◆ **Work required**: Please copy exactly every line from the one that contains "tail in the photo above." to the end of the data below, with both ends included and no other lines.
[Start of section]
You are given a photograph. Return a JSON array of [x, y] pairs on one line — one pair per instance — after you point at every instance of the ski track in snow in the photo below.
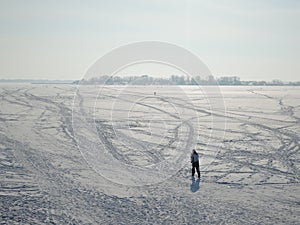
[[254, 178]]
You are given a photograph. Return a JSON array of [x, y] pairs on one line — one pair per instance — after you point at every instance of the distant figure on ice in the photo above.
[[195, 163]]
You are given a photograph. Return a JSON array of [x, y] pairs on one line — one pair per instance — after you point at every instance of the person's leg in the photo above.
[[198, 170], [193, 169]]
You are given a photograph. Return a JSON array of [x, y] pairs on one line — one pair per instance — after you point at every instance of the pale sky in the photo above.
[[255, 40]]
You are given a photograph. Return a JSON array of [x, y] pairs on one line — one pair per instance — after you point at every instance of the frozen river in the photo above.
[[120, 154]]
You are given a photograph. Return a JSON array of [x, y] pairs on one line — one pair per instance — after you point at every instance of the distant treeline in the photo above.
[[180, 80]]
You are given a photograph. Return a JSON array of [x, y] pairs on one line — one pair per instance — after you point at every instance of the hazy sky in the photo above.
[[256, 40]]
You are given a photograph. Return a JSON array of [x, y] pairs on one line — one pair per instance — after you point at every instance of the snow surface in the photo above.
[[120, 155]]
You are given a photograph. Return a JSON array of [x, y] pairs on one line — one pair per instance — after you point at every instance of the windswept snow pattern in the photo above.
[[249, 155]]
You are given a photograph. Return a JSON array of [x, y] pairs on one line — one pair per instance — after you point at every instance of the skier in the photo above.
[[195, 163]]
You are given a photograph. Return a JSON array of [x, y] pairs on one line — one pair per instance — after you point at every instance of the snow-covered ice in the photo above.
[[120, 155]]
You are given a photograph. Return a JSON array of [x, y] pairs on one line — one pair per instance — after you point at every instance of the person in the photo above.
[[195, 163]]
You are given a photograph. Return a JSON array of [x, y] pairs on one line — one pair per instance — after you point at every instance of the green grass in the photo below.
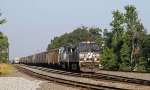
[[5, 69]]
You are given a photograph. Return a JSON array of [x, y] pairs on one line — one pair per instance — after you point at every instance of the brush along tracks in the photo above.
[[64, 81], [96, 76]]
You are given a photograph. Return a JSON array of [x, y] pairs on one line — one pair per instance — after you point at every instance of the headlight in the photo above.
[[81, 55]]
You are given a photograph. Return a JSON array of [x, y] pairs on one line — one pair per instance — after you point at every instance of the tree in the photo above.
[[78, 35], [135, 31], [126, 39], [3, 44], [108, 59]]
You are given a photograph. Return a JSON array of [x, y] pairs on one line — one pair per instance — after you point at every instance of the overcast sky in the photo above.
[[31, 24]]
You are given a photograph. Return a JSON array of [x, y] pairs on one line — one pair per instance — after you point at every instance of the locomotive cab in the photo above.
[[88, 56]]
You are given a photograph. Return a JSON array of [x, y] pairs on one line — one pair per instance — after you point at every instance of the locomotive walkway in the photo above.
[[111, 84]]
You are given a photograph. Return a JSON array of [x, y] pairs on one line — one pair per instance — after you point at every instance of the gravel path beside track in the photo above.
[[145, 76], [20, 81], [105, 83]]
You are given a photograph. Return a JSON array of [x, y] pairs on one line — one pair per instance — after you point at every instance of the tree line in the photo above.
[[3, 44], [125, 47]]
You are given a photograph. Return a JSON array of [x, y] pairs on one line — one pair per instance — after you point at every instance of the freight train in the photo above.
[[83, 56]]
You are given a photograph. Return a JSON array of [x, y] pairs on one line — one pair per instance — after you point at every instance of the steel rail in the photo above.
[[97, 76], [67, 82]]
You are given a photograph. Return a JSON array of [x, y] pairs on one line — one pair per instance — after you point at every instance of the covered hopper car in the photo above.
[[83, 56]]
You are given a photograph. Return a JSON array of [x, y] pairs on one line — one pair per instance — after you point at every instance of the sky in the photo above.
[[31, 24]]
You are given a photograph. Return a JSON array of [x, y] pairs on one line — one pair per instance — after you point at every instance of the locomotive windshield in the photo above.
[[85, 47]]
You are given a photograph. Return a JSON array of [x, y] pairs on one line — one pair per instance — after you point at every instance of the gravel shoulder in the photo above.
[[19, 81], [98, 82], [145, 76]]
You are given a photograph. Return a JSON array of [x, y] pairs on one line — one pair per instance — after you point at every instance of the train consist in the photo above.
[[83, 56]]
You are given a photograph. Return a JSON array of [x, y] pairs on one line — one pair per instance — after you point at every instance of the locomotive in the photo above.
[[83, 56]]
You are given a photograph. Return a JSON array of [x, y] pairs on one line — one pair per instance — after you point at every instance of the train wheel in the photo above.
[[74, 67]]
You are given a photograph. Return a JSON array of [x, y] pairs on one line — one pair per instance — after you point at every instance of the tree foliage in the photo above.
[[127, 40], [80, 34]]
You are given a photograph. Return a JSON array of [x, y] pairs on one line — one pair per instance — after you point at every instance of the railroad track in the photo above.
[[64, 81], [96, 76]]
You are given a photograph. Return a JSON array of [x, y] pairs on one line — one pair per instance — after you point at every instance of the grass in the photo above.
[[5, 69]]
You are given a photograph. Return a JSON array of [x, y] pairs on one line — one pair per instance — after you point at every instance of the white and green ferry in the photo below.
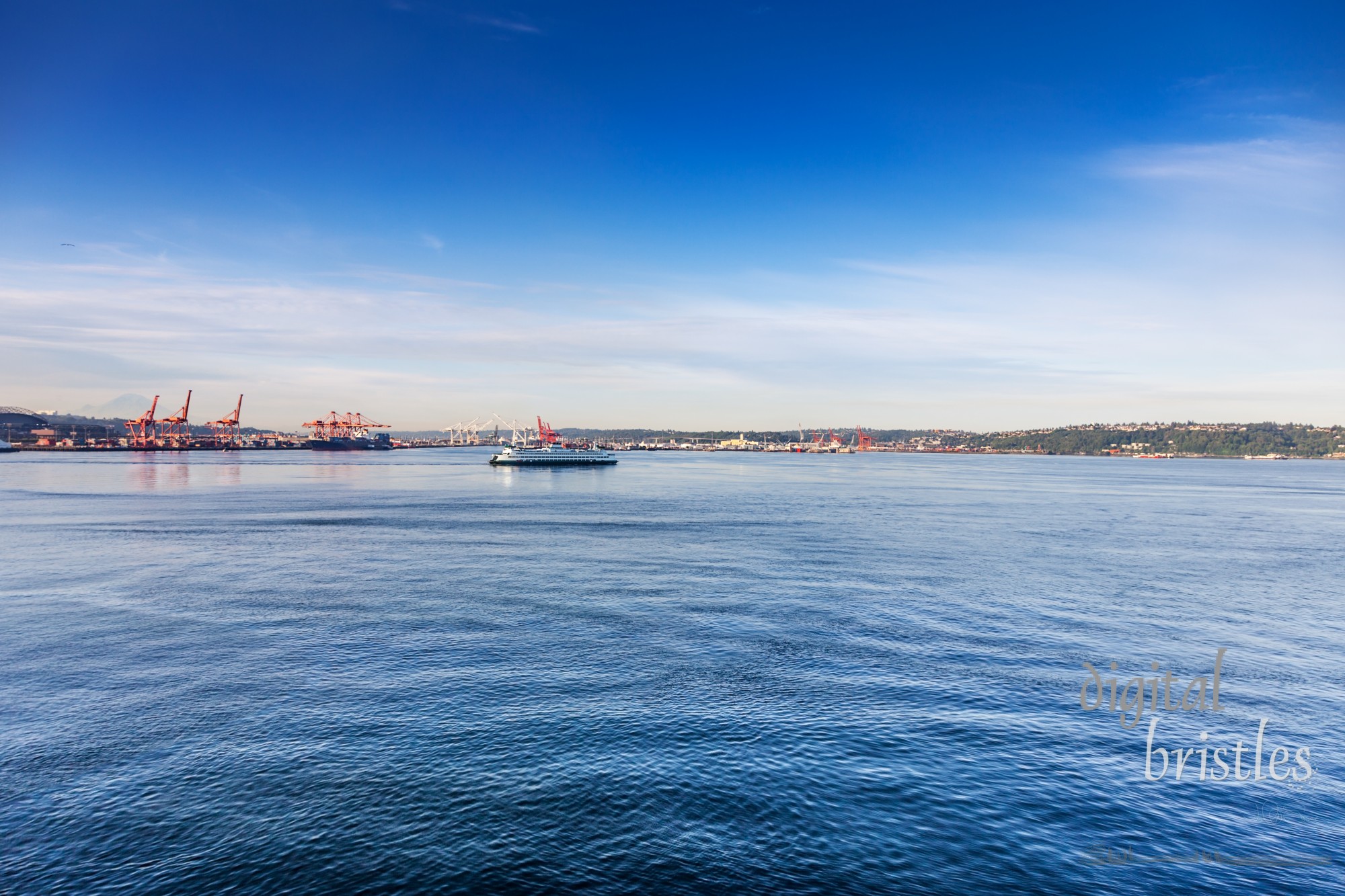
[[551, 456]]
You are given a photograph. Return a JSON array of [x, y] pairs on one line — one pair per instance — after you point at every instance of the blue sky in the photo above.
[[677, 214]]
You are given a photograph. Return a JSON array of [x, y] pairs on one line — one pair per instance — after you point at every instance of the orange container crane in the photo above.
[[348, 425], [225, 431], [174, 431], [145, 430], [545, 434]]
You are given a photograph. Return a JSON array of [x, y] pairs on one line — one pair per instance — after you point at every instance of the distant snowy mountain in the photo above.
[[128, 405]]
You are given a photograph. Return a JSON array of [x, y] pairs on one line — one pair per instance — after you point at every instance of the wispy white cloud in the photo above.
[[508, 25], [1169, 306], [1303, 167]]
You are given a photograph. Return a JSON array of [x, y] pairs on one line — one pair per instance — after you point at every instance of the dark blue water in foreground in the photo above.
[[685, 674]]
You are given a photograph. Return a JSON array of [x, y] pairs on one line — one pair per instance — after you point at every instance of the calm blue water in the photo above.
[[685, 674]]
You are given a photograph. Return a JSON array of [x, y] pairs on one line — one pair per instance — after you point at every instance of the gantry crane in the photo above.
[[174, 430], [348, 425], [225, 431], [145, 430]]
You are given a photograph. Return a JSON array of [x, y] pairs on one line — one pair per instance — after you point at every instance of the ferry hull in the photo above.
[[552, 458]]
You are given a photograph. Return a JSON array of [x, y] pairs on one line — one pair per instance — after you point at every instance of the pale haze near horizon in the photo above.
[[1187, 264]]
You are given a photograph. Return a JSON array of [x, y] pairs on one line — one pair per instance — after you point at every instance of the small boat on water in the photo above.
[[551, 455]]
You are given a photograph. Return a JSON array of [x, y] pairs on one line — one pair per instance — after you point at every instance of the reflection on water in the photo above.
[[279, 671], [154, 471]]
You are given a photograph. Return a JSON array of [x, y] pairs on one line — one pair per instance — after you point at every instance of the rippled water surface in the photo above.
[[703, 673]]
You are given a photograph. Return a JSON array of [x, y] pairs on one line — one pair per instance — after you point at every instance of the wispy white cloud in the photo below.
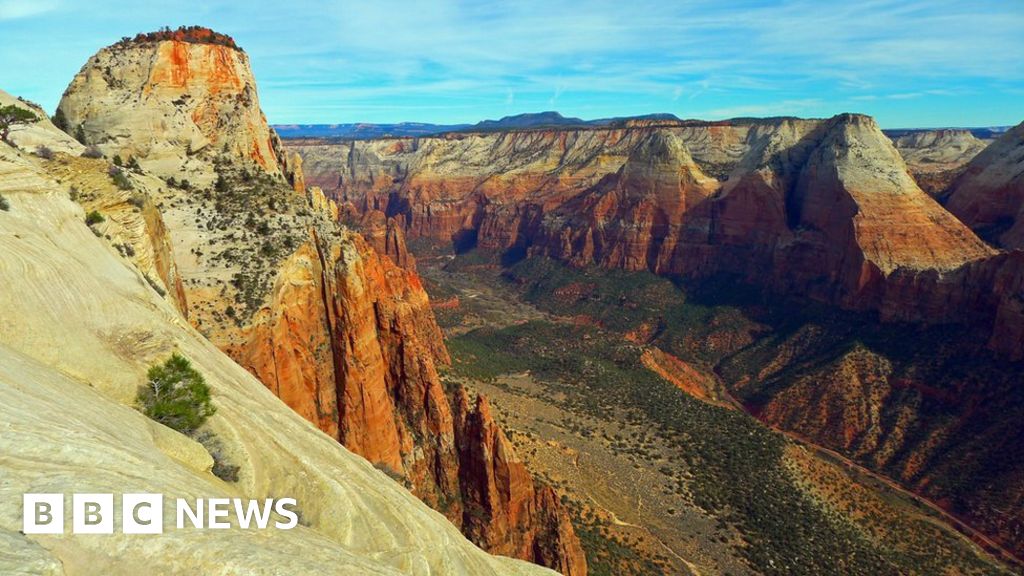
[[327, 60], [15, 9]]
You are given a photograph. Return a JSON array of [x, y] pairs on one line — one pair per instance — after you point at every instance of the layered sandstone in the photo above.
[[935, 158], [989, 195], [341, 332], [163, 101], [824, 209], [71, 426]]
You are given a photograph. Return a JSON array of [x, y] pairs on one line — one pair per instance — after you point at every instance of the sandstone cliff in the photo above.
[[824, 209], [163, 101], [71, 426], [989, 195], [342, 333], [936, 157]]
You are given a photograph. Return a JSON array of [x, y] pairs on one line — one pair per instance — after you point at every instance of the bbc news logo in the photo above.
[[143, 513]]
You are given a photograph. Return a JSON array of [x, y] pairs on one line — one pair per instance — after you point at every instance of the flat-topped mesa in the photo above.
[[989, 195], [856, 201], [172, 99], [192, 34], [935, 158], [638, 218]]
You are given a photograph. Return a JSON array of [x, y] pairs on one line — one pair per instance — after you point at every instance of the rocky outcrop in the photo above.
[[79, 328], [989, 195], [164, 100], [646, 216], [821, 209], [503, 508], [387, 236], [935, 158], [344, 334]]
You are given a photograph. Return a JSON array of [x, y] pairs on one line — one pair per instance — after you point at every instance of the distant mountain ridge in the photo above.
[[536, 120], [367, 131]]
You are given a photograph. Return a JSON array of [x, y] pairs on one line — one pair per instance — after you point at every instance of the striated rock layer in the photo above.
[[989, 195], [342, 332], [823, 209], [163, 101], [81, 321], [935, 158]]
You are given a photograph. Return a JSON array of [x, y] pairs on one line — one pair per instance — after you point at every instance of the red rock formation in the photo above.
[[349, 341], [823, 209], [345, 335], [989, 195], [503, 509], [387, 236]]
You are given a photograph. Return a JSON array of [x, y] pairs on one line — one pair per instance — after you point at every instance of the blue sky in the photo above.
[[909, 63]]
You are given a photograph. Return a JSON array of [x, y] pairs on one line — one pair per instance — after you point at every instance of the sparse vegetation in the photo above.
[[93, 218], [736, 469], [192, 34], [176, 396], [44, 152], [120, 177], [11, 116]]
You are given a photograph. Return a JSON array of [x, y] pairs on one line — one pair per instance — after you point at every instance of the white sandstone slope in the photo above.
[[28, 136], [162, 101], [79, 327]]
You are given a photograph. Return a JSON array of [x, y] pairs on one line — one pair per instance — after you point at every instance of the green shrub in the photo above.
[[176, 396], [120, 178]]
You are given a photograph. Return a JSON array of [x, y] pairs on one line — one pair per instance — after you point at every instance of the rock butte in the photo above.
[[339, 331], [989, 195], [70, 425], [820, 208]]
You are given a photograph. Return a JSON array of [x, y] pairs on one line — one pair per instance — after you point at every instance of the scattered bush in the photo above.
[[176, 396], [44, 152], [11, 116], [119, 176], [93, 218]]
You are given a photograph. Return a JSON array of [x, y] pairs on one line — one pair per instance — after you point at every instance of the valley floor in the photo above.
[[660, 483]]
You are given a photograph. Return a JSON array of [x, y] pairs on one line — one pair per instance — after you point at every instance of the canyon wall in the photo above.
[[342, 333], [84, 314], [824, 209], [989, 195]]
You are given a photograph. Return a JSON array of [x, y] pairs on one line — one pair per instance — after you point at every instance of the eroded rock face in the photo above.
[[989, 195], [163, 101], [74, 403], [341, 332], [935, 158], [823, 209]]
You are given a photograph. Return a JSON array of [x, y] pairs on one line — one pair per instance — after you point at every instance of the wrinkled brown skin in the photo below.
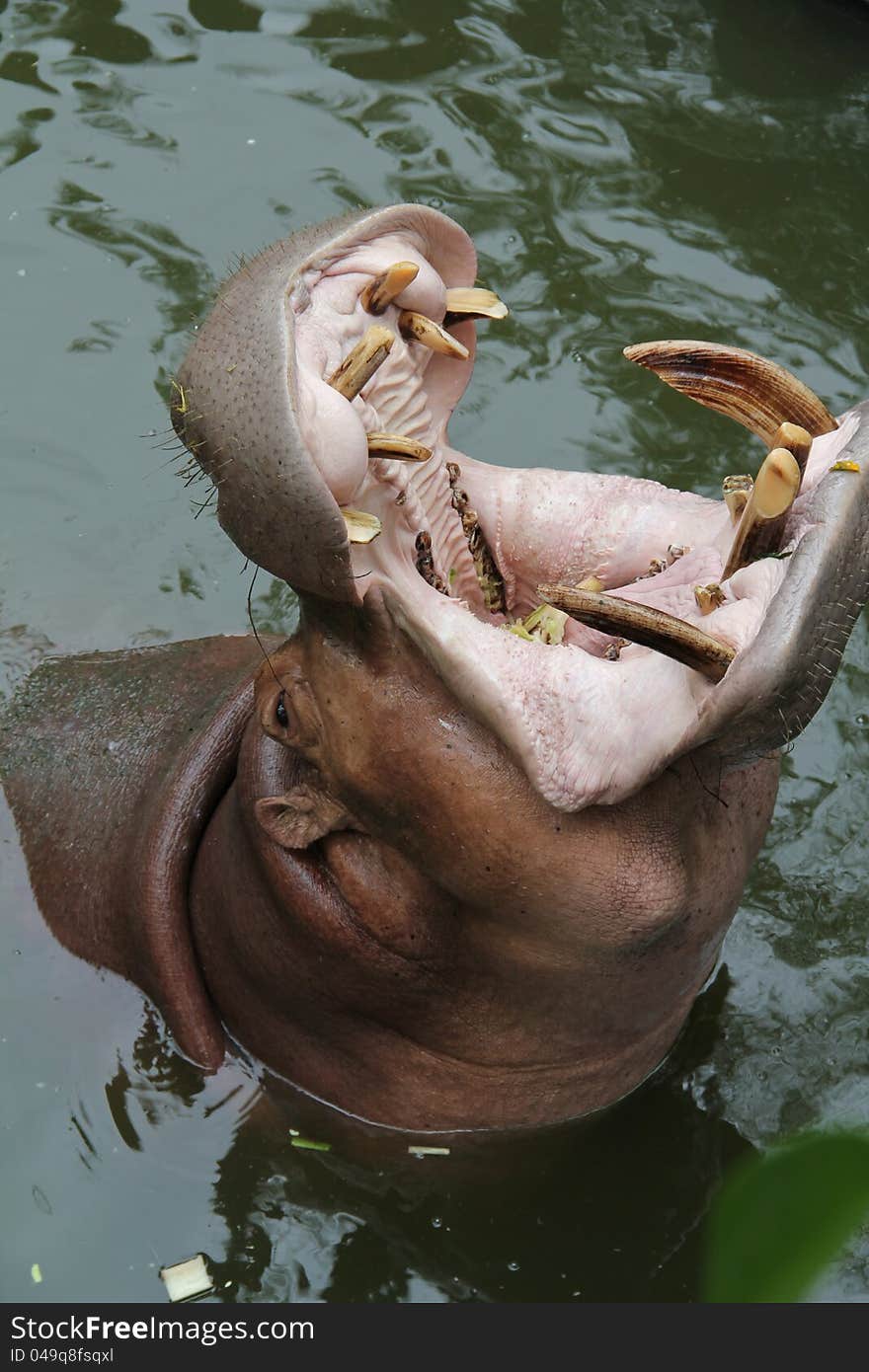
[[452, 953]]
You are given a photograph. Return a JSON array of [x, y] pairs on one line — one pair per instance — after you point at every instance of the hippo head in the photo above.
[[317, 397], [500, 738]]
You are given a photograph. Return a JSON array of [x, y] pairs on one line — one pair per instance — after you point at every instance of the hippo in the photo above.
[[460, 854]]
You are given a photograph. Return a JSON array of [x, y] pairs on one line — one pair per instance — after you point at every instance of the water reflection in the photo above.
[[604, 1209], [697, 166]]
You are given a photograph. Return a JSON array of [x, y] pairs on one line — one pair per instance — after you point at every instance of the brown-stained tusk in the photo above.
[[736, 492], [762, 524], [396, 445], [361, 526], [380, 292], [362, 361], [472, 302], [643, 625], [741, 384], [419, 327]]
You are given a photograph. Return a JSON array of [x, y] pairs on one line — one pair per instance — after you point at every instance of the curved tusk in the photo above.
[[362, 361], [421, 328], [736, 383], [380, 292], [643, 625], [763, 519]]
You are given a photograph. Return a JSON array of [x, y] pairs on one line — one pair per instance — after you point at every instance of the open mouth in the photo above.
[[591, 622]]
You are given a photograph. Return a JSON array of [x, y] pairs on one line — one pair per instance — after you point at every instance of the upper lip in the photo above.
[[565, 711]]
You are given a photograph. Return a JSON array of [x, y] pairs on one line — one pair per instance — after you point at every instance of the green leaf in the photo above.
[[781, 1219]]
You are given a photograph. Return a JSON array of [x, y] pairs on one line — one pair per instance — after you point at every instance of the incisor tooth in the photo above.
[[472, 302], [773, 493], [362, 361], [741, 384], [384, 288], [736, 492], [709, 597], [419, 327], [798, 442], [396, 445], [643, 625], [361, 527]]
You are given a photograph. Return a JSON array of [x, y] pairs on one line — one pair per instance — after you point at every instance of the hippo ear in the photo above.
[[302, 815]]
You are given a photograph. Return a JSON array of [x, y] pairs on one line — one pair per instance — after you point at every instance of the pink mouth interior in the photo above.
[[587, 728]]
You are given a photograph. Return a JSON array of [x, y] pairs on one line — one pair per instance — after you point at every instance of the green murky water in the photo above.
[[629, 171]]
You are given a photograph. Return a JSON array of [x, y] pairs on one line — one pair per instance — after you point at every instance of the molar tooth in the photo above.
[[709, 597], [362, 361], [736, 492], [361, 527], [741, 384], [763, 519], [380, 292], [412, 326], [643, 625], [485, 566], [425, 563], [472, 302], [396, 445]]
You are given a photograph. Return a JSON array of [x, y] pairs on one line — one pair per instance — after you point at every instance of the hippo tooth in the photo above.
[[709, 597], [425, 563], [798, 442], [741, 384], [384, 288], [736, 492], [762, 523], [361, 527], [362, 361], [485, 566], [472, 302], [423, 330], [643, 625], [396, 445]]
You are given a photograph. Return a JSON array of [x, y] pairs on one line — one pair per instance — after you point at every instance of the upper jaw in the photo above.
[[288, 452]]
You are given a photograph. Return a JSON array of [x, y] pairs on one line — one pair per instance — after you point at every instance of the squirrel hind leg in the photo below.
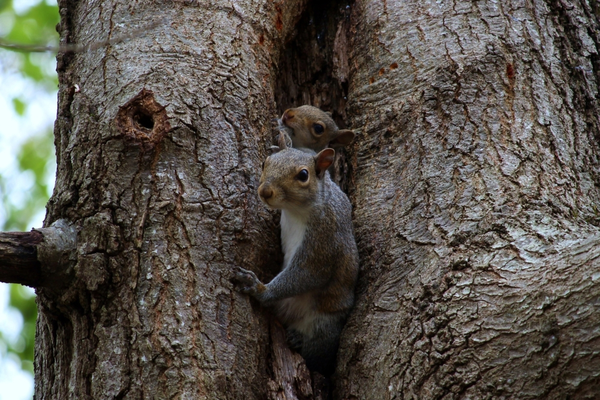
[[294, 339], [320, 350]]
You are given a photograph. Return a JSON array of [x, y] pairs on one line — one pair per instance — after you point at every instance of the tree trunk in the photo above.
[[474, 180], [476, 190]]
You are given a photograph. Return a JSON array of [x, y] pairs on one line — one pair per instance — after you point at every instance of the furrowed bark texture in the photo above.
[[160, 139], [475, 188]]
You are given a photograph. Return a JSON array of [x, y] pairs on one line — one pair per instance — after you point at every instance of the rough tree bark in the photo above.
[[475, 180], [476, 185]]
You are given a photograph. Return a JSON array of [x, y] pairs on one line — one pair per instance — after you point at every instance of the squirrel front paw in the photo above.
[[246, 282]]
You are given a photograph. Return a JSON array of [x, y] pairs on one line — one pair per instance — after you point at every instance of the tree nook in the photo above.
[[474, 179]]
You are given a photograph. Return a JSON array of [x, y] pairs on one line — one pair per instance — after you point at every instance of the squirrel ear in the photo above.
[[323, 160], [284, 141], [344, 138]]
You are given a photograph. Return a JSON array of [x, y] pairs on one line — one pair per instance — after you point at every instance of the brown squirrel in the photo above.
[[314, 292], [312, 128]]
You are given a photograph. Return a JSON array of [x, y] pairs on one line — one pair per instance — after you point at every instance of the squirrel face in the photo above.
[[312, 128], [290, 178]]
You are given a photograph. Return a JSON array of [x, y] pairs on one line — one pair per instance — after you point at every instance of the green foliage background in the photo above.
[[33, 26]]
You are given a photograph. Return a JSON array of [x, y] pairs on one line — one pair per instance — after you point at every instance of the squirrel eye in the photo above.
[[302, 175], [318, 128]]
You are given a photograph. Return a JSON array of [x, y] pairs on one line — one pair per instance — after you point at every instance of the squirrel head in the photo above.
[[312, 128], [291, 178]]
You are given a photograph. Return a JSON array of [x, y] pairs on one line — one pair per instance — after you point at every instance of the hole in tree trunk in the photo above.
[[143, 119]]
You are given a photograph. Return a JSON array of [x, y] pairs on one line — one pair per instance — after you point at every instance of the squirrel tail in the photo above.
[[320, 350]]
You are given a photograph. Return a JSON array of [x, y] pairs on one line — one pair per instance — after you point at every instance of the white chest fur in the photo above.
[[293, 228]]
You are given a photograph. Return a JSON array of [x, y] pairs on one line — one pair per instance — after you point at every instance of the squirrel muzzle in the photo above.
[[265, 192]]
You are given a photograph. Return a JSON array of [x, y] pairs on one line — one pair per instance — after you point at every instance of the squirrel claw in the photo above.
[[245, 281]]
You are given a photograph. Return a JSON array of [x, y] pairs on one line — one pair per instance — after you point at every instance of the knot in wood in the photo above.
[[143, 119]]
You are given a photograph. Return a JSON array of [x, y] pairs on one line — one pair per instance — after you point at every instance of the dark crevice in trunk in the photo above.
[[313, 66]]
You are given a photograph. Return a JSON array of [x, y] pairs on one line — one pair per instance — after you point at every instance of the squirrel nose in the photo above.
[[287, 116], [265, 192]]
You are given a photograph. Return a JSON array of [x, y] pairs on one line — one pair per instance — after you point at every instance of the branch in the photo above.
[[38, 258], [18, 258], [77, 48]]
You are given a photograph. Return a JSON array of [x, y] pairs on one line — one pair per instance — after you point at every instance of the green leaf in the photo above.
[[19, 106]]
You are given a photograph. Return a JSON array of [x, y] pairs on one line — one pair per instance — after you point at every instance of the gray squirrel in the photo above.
[End of section]
◆ **Task solution**:
You are given a photograph. Return a JSON array of [x, y] pairs on one line — one pair per instance — after you point at every instance of the squirrel tail in the photo above.
[[320, 350]]
You are given a photograph. Return a JSON array of [x, y] pairs on one line — one pair per instance — after you point at every instance of the white chest fur in the photo above.
[[293, 228]]
You are given a photograph. Return a JSON array of [x, y] pairs on one line — one pair per instance — after you point at every instance of the squirrel muzzle in the photo above.
[[265, 192]]
You are given a photograph. Return a JSON array of [x, y] pairs on one line — one pair per instance — after you point at every instance of the squirrel claw in the photo above.
[[245, 281]]
You are given a photograph. Return a JSON array of [x, y] pairs on one line — one pair per instance — after you point at every instance of the knot in wood in the photo above.
[[143, 119]]
You are given a photograph. Return a JSON array of [x, y] pairs on one line — one pair per instance — after you point at every instance of the dark crevice in trunk in the photo above.
[[313, 66]]
You are given a photograph. Return a JSON array of [x, y] pairs on one line — one pair per instance — after you point at every instance of the squirrel nose in the photo above.
[[287, 116], [265, 192]]
You are given a photograph. Return a JSON array of [x, y] pairs on one line — one pair per instance — after you point at every instance of the branch in the photo above.
[[38, 258], [18, 258], [77, 48]]
You are given a photograph. Return a JSON array of [x, y] pairs on one line — one pair per instance — after you point at every instance of the green leaf in the photo above.
[[19, 106]]
You are given a photograph. Return a JSON array of [x, y] pairs on one line — one pair per instance — after you point at every instance of the gray squirrel in the photo above.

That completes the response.